▶ [The task]:
Could you give the data from the line with "shape [[67, 288]]." up to and including the line with "[[428, 104]]" as a numbered list, skipping any blank lines?

▶ [Records for this task]:
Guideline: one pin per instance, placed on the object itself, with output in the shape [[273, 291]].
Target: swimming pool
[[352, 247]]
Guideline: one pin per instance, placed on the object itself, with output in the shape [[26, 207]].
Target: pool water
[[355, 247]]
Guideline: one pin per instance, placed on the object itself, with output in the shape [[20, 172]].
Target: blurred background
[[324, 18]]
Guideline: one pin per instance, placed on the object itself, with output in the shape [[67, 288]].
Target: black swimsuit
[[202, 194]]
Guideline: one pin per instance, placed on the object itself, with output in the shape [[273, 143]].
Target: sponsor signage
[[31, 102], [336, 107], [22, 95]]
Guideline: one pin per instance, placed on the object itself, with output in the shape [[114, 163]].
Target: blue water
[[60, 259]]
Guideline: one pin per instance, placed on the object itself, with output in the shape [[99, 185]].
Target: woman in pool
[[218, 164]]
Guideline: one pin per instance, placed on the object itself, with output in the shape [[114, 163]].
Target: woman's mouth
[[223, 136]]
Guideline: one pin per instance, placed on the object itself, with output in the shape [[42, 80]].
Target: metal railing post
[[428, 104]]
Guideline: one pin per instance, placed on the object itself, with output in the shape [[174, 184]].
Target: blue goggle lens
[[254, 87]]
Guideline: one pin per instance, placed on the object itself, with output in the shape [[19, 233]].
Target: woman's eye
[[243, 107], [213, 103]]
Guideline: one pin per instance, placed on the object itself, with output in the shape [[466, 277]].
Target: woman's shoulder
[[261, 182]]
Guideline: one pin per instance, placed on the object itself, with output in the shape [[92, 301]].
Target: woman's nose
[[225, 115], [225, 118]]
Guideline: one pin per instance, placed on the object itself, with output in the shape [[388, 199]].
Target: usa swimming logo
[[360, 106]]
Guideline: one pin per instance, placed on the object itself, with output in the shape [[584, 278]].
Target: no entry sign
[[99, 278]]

* * *

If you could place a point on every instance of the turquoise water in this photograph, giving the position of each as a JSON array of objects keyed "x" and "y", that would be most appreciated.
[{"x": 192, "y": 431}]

▶ [Result of this task]:
1. Guideline: one pin per instance, placed on the object itself, with output in the shape [[67, 288]].
2. Target: black swimsuit
3. [[202, 194]]
4. Guideline: one pin per instance, placed on the object itself, with output in the shape [[273, 143]].
5. Target: sponsor signage
6. [[31, 102], [336, 107], [22, 95]]
7. Guideline: one pin per instance, placed on the object itself, with output in the shape [[114, 163]].
8. Target: blue water
9. [[60, 259]]
10. Guideline: one pin per instance, placed on the object itself, with output in the shape [[99, 185]].
11. Target: woman in pool
12. [[218, 164]]
13. Guideline: one pin per instance, placed on the object itself, with output in the shape [[114, 163]].
14. Target: woman's mouth
15. [[223, 136]]
16. Guideline: one pin per instance, placed on the object itself, with output in the shape [[42, 80]].
17. Target: metal railing post
18. [[428, 104]]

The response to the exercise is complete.